### QUELLTEXT:

%%

8. Mai 2024, 14:23 Uhr | Lesezeit: 6 Minuten
An Kollagen kommt man im Beauty-Sektor kaum vorbei. Auf fast allen Anti-Aging-Produkten wird mit besagtem Wirkstoff geworben. Doch was steckt wirklich dahinter? Unsere Redakteurin Rebecca Stringa hat sich für Sie intensiv damit auseinandergesetzt.
Sie stehen in der Drogerie auf der Suche nach einer Creme, die die Elastizität der Haut verbessert. Von den ganzen Werbeversprechen übermannt, entscheiden Sie sich schlussendlich für ein Produkt mit Kollagen. Doch kann der Inhaltsstoff tatsächlich all diese Kriterien erfüllen oder fallen wir auf den nächsten Marketinggag herein? STYLEBOOK fasst für Sie Studien zusammen, fragte bei einem Experten nach und bietet bessere Alternativen an.
Übersicht
Was ist Kollagen und seine Bedeutung für die Haut?

%%

### ARBEITSANWEISUNG 1:
Übertragen Sie aus dem Kollagen-Artikel wortgetreu den Abschnitt, der bei „Sie stehen in“ beginnt und mit „bessere Alternativen an.“ endet.
### ARBEITSANWEISUNG 2:
Greifen Sie den Kollagen-Artikel im Anschluss an seinen letzten Satz auf und schreiben Sie ihn weiter.

Gesammelte Dateneinträge:
%%

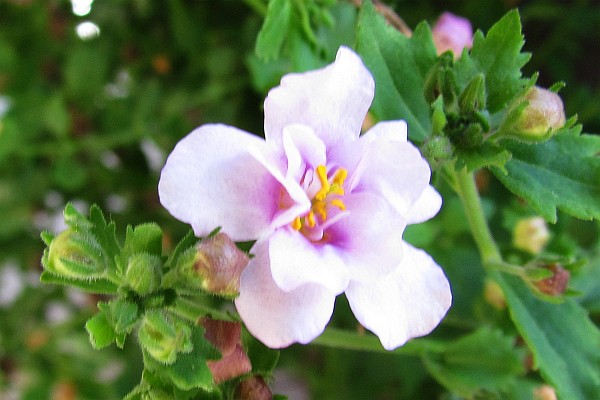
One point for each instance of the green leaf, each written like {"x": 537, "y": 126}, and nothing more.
{"x": 498, "y": 57}
{"x": 399, "y": 66}
{"x": 483, "y": 360}
{"x": 122, "y": 314}
{"x": 274, "y": 30}
{"x": 190, "y": 370}
{"x": 560, "y": 173}
{"x": 101, "y": 331}
{"x": 564, "y": 342}
{"x": 100, "y": 286}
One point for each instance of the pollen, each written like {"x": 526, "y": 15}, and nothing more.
{"x": 328, "y": 196}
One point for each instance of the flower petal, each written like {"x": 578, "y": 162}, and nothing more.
{"x": 296, "y": 261}
{"x": 333, "y": 100}
{"x": 393, "y": 169}
{"x": 408, "y": 303}
{"x": 369, "y": 237}
{"x": 210, "y": 180}
{"x": 425, "y": 207}
{"x": 279, "y": 318}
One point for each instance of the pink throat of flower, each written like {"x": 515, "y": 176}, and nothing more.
{"x": 328, "y": 197}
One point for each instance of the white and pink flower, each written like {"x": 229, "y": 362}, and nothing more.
{"x": 326, "y": 207}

%%

### ANTWORTFELD 1:
Sie stehen in der Drogerie auf der Suche nach einer Creme, die die Elastizität der Haut verbessert. Von den ganzen Werbeversprechen übermannt, entscheiden Sie sich schlussendlich für ein Produkt mit Kollagen. Doch kann der Inhaltsstoff tatsächlich all diese Kriterien erfüllen oder fallen wir auf den nächsten Marketinggag herein? STYLEBOOK fasst für Sie Studien zusammen, fragte bei einem Experten nach und bietet bessere Alternativen an.

### ANTWORTFELD 2:
Kollagen ist ein faserartiges Protein, das natürlicherweise im Körper vorkommt und für die Festigkeit und Struktur der Haut von entscheidender Bedeutung ist. Es macht einen Großteil des Bindegewebes der Haut aus und sorgt für ihre Elastizität. Mit zunehmendem Alter nimmt jedoch die Produktion von Kollagen im Körper ab, was zu Faltenbildung, Elastizitätsverlust und einem allgemein fahleren Hautbild führen kann. Doch seine Bedeutung reicht weit über die Haut hinaus, da es auch für die Festigkeit von Knochen, Sehnen, Bändern und anderen Geweben essenziell ist.
Wie wendet man den Wirkstoff an?
Die Anwendung von Kollagen in Form von Cremes, Seren und Masken soll dazu beitragen, die Anzeichen der Hautalterung zu reduzieren. So die Theorie, es gibt aber einen relativ großen Haken! Um es kurzzufassen: Die Wahrheit ist, dass Kollagenmoleküle einfach zu groß sind, um unter Ihre Epidermis (die äußerste Hautschicht) zu gelangen. Was bedeutet das in der Hautpflege?
Die Kollagencreme bleibt also einfach auf der Hautoberfläche. Sie spendet zwar Feuchtigkeit und verleiht vorübergehend den Anschein praller Haut, bietet aber keine tatsächlichen, langfristigen Anti-Aging-Vorteile. Da Kollagen nicht in die Dermis gelangt, werden Sie keine Verbesserungen der Hautelastizität durch eine erhöhte Kollagenproduktion erleben.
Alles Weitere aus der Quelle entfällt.